▶ _WORK ITEM_
Your task is to output all the records below, word for word.

▶

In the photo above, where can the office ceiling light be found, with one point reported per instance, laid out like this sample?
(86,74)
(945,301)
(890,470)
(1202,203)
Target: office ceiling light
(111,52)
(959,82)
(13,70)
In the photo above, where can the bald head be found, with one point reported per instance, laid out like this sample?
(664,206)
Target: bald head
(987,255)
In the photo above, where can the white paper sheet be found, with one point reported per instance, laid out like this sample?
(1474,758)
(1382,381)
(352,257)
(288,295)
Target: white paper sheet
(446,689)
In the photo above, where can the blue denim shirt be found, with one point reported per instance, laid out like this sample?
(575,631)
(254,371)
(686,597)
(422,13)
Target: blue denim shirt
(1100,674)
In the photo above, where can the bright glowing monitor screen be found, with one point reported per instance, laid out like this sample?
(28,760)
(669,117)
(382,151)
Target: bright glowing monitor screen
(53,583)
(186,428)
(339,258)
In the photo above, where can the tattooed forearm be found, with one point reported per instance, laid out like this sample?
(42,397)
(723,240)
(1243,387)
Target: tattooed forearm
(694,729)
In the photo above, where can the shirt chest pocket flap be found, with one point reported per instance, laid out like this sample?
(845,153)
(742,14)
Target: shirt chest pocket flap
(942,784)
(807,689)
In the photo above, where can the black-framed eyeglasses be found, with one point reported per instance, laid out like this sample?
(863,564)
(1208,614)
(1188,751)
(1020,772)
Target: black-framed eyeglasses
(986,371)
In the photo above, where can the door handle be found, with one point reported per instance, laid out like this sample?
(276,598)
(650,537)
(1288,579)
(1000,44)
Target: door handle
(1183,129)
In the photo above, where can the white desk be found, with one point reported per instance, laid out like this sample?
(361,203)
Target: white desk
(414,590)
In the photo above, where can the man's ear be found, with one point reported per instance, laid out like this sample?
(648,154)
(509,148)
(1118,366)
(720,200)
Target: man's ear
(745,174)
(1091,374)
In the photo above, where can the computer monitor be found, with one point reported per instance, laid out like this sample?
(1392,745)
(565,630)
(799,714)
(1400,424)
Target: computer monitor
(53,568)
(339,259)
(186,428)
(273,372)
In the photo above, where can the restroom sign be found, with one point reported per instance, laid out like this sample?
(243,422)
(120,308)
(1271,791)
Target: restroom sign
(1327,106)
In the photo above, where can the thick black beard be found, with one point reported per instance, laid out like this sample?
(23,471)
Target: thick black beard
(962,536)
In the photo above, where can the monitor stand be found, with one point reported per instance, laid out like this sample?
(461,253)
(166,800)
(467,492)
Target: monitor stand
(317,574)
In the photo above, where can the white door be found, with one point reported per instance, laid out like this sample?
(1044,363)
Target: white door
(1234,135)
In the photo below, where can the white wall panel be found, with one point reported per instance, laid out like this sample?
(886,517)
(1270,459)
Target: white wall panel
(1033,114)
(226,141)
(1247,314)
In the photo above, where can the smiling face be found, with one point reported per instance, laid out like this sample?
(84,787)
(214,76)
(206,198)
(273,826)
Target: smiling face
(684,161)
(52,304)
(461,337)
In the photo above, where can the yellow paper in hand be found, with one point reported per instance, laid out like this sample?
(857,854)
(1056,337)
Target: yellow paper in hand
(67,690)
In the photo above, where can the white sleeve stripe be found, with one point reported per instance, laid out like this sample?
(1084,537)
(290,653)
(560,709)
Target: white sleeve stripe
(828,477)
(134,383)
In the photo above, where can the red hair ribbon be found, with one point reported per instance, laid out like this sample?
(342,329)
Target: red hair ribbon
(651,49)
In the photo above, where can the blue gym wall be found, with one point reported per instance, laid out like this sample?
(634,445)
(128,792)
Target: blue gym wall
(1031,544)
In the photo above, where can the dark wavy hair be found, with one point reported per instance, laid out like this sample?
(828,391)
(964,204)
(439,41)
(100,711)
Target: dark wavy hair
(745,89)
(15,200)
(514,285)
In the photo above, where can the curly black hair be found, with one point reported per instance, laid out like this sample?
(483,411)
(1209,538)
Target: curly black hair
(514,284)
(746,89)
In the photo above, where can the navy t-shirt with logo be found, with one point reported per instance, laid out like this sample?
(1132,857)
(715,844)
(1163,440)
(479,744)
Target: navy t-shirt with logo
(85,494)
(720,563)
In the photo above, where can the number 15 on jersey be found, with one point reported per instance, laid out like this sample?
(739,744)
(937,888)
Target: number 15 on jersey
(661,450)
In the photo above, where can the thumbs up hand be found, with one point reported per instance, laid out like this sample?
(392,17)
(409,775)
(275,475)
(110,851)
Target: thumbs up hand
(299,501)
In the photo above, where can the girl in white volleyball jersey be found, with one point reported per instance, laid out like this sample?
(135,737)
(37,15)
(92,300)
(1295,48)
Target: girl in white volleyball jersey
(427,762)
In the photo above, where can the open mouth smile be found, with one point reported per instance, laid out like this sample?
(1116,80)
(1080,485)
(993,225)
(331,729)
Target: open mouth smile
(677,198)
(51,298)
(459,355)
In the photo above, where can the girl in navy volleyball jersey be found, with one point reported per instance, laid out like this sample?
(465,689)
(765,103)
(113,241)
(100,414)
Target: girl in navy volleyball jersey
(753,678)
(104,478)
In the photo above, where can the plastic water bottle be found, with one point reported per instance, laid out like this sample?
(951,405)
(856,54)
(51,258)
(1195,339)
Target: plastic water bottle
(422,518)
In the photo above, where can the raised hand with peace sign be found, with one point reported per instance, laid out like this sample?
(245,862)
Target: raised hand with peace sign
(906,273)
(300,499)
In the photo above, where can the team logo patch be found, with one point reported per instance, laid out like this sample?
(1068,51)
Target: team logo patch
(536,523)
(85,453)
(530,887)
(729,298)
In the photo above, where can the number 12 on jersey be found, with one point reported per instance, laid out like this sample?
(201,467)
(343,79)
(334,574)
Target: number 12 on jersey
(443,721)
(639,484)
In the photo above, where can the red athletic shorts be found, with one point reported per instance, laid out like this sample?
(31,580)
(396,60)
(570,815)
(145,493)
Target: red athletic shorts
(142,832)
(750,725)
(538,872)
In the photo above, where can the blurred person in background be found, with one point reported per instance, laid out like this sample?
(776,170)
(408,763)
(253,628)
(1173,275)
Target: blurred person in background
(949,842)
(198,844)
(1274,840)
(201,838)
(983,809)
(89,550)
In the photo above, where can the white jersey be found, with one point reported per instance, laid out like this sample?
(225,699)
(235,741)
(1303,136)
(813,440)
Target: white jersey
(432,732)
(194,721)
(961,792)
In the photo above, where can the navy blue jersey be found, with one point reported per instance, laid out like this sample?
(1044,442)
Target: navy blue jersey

◀

▶ _COMPLETED EXERCISE_
In the photo above, where can the office ceiling light be found, with one point reported per instance, laid out like this sample?
(86,74)
(945,301)
(890,470)
(1202,203)
Target: office ceiling light
(111,52)
(959,82)
(13,70)
In the photo above, where can the bald head be found, with one point reported per instance, laid out like this sample?
(664,206)
Target: bald head
(987,255)
In the photo above, where can the white paper sheet be found, with one point reported per instance, laid out like this sample?
(1474,758)
(1382,381)
(352,257)
(288,295)
Target: white paper sheet
(446,689)
In the photo above, where can the blue denim shirt be found, with one point reported per instance, laid out like this sample?
(575,631)
(254,371)
(686,597)
(422,13)
Target: blue denim shirt
(1100,674)
In the photo above, where can the bright glowing monitor screen be found, with one point reported per instance, laid out like this sample?
(28,760)
(669,117)
(382,151)
Target: bright glowing monitor screen
(53,583)
(186,428)
(339,258)
In the photo above, where can the tattooed forearm be found, with one point reported per instance, laid out like this sample?
(42,397)
(723,240)
(1243,387)
Target: tattooed forearm
(694,729)
In the photo above, where can the shirt chest pocket flap be found, with one point reported per instance, laid out like this sample?
(845,153)
(742,14)
Target: shirt chest pocket flap
(942,784)
(807,689)
In the photo above, where can the black-framed eyeglasses be found, with one point reported per instance, laid out like this sample?
(863,564)
(1208,614)
(1188,751)
(1020,772)
Target: black-framed eyeglasses
(986,371)
In the photo above, where can the door handle be found, with one point reported per instance, laid out like this sample?
(276,598)
(650,537)
(1288,579)
(1000,44)
Target: door handle
(1183,129)
In the photo above, where can the white desk be found, with one point reported per instance, laid out like this sample?
(361,203)
Target: white desk
(414,590)
In the photo above, where can the man's ear be found, with one point reported per instance, laid out like this sample?
(648,154)
(509,148)
(1118,366)
(720,200)
Target: man's ear
(745,174)
(1091,374)
In the photo above, where can the computer monitor be found, with one point reported per instance, laid out like this sample?
(1392,745)
(565,630)
(799,714)
(1400,424)
Target: computer monitor
(53,568)
(339,259)
(186,428)
(273,372)
In the photo above, where can the restroom sign be found, with one point reported per instance, laid out like this sample?
(243,422)
(120,308)
(1271,791)
Target: restroom sign
(1327,106)
In the photo above, where can the thick black beard be found, with one point reported per instance, laid out like this sample?
(23,471)
Target: thick black beard
(962,536)
In the photo above, where can the monitor stand be found, with one point reported per instance, laid out like this sample?
(461,253)
(166,800)
(467,492)
Target: monitor stand
(317,574)
In the photo above, where can the white door be found, with one point reported per instance, laid out like this sample?
(1044,363)
Target: white door
(1234,135)
In the photo below, where can the white wall panel be found, with one point reported per instance, laid out like this sample?
(886,517)
(1270,459)
Target: white wall panel
(1033,114)
(226,141)
(1247,314)
In the photo above, where can the smiling face be found, with one point reported per instance, laid out like this sample?
(84,787)
(214,76)
(206,198)
(273,826)
Target: smiling face
(684,161)
(52,304)
(461,337)
In the photo above, where can the yellow paper in hand be found, with one point reported per instance, laid out like this sample?
(857,854)
(1056,337)
Target: yellow paper in hand
(67,690)
In the photo above, where can the white sleeve stripe be found, with one point reported per instance, laid out like this sample?
(1084,537)
(290,653)
(560,709)
Target: white sleeve stripe
(828,477)
(134,383)
In the photo above, where can the red hair ribbon be found, with one point reported per instance, laid out like this sample?
(342,329)
Target: red hair ribbon
(651,49)
In the photo above, where can the blue gym wall be found, with one point reported per instance, laid out like this sample?
(634,445)
(128,792)
Target: blue gym wall
(1031,544)
In the photo above, where can the dark wavy hair be found, with one point reported per instance, laid out like this sample?
(828,391)
(964,204)
(439,41)
(100,711)
Target: dark wavy hair
(745,89)
(15,200)
(514,285)
In the photo above, where can the curly black hair be found, with one point reported per instance, laid out like this sample?
(483,411)
(1209,538)
Target: curly black hair
(514,284)
(746,89)
In the photo above, where can the navy t-shirt with logo be found, with one point reported per instance, laid out like this sample?
(1132,857)
(715,844)
(1163,440)
(479,744)
Target: navy t-shirt with logo
(85,494)
(720,563)
In the photo above, where can the number 15 on jersey be found, with one point reported per instance, laid out like this sample?
(739,744)
(937,888)
Target: number 15 on jersey
(661,450)
In the photo above, where can the thumbs up hand be found, with one point reported per instance, laid out like this sample?
(392,17)
(409,775)
(275,475)
(110,851)
Target: thumbs up hand
(299,501)
In the photo above, where can the girl in white volleyball jersey be found, with one point reported per instance, laid out like this sample?
(135,737)
(37,15)
(92,300)
(1295,48)
Target: girl in white volleyball jersey
(427,762)
In the photo above, where can the open mouth smile be found, with one point reported per instance, laid out like this sample?
(1116,80)
(1080,485)
(993,225)
(331,729)
Target: open mouth smile
(677,198)
(51,298)
(459,355)
In the photo above, where can the girl in navy volleyball jersey be found, with one point reported per instance, laid out like this sample?
(465,689)
(765,103)
(113,241)
(100,414)
Target: girl in navy volleyball jersey
(753,678)
(104,478)
In the photo above, where can the plastic water bottle be found, with one point reported per instance, laid out like this sample?
(951,405)
(856,54)
(51,258)
(1195,339)
Target: plastic water bottle
(422,518)
In the photo above, where can the raised hand with peace sign be found, with one point reported per instance, laid out like this sample?
(245,862)
Target: raised hand with peace sign
(906,273)
(300,499)
In the photo above, where can the team logo patch be found, with one point reported per instance, laid out like this sample?
(1068,51)
Target: team logo patch
(536,523)
(85,453)
(530,887)
(729,298)
In the photo above, where can the number 12 on jersey be found, with one point reported per instance, laid out like this sample?
(201,467)
(343,79)
(334,574)
Target: number 12 on jersey
(443,721)
(639,484)
In the photo above, where can the red athletic shorts be found, with one point reported per instance, laid out like this sample?
(31,580)
(396,60)
(570,815)
(145,493)
Target: red athletic shorts
(142,832)
(750,725)
(538,872)
In the photo above, where can the blurred person in background be found, with one point reported per instance, laid out like this sample?
(776,170)
(408,763)
(253,628)
(1173,275)
Target: blurred person in background
(949,842)
(198,844)
(1274,840)
(201,838)
(983,809)
(89,550)
In the photo above, where can the white jersey be found, with one point reported per instance, laid out like this sample?
(225,699)
(235,741)
(1303,136)
(813,440)
Target: white jersey
(432,732)
(194,721)
(961,792)
In the photo above, where can the navy blue jersey be found, with one point reported per instance, laid out like this sample?
(1044,442)
Target: navy blue jersey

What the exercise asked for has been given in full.